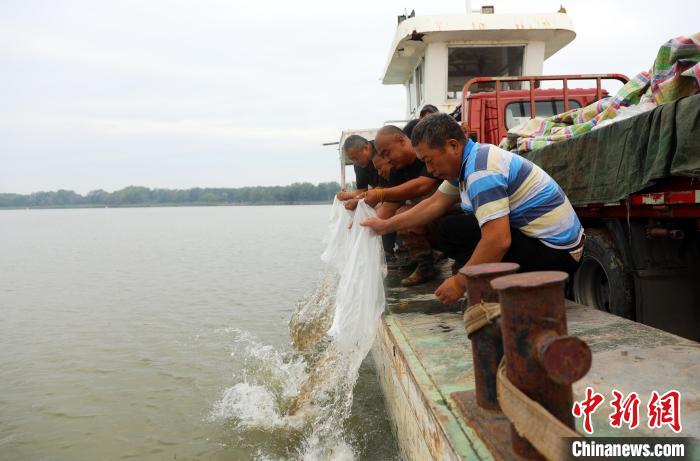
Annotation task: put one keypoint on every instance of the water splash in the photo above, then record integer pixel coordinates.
(307, 394)
(302, 396)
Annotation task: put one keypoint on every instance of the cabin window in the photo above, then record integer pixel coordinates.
(420, 84)
(467, 62)
(411, 94)
(519, 112)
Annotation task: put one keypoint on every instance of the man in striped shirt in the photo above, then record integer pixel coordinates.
(513, 210)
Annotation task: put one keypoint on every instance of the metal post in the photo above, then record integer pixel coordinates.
(541, 360)
(487, 346)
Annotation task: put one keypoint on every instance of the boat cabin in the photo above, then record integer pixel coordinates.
(434, 56)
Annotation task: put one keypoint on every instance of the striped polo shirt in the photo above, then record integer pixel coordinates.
(494, 183)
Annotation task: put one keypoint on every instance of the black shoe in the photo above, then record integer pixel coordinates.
(425, 272)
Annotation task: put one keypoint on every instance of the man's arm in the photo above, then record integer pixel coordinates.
(493, 245)
(426, 211)
(415, 188)
(342, 195)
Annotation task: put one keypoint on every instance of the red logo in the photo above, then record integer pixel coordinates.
(586, 408)
(662, 410)
(665, 410)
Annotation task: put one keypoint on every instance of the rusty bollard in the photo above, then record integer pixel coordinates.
(487, 345)
(541, 360)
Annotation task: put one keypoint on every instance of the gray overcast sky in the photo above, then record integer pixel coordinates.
(177, 94)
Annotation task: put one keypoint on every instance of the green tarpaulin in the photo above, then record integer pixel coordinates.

____

- **SHORT EXERCISE**
Reproduce the entries from the line containing "man in striped" through the end of the entries, replacing "rusty bollard" with "corroded bollard" and leaving all else unchanged.

- **SOLVED PROBLEM**
Annotation task: put one keypoint on every instance of the man in striped shirt in the photo above, then record integer pixel coordinates.
(513, 210)
Annotation task: put one keypoint on every instance of the metal post in the photo above, then record integer pixel coordinates.
(541, 360)
(487, 346)
Annotation task: put one keypoint on every instance of the boat cabin in the photo above, then record integer pixel coordinates.
(434, 56)
Annotation task: put one keypoint on every instance of the striped polo shirt in the photo above, then record integer pixel coordinates.
(494, 183)
Annotation task: put one keypoint on every instance of the black shoe in the photo above, then record integer pixel coordinates.
(425, 272)
Annotation task: put one keypoint on every instance of the man's arm in the photo above, then record integer pixel coordinates.
(493, 245)
(426, 211)
(415, 188)
(342, 195)
Annotation task: put one keypoint on every instance of the red logo in the photo above, then record integer pixel coordinates.
(586, 408)
(662, 410)
(665, 410)
Annotation task: put one keypoint on every instance of the corroded bollard in the photo above, then record integer pixel coordinates.
(487, 345)
(541, 360)
Annotation task: put one keypoint on every instance of the gray overcast sky in the photo above, then record integer pixel coordinates.
(177, 94)
Annotation task: put one keypoint on every instance of the green tarpaulin in the photo above, then record integer pixel coordinates.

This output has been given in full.